(Entries from a pointing dataset)

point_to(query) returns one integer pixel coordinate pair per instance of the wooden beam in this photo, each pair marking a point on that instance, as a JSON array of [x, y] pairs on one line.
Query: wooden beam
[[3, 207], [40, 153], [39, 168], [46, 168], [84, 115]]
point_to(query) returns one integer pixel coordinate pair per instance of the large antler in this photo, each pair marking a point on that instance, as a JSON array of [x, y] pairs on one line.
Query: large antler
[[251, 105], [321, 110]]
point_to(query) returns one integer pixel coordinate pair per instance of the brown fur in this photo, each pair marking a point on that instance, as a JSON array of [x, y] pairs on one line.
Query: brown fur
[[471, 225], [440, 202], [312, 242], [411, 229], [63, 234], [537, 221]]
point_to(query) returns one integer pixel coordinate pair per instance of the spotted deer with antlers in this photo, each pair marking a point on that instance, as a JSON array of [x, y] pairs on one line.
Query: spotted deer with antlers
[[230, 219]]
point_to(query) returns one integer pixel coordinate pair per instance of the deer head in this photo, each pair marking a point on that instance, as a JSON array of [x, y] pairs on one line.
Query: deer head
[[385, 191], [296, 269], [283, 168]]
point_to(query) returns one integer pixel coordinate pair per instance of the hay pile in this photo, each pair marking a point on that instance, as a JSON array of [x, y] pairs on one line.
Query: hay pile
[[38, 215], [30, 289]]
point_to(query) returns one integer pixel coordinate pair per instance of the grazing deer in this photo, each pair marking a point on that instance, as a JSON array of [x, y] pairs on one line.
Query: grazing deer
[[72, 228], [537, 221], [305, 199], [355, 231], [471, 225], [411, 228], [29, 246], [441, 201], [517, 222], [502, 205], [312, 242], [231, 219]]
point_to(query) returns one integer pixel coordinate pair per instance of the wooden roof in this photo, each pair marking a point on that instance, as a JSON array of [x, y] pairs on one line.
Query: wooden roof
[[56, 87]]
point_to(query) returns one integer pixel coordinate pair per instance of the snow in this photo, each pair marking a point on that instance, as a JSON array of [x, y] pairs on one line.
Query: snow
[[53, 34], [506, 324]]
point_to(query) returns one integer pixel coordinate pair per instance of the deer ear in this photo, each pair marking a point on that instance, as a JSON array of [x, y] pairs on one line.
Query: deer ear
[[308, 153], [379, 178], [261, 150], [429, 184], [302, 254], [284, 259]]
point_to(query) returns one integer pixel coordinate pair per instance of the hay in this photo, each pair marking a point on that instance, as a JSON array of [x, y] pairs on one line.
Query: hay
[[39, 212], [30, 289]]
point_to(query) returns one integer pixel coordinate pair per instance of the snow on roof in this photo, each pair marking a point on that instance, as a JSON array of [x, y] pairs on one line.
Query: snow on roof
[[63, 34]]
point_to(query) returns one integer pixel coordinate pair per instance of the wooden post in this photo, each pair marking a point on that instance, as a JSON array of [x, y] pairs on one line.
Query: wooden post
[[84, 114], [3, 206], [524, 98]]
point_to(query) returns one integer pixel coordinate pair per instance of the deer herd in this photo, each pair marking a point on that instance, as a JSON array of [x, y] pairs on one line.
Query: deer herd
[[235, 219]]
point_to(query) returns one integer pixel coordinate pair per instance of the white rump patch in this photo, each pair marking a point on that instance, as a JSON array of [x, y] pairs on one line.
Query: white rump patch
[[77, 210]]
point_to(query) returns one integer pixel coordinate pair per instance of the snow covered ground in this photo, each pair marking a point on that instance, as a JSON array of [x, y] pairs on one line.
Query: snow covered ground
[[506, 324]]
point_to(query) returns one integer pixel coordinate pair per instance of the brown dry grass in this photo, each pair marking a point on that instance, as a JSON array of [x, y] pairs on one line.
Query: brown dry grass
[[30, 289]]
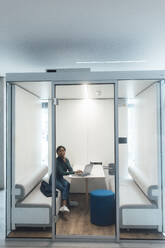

_Objective_
Update the entries from the start up to and including the line with "[[3, 207], [40, 153], [39, 168], [46, 168], [84, 115]]", changing "wooden beam" to "timber beam" and leaving everything else the same.

_Answer for the task_
point_to(query) returns one integer pixel coordinate pair per instance of the timber beam in this photo, each pair marking a point on that instance, as a JSON array of [x, y] pairs on one line.
Query: timber beam
[[3, 207], [40, 153], [39, 168], [46, 168], [84, 115]]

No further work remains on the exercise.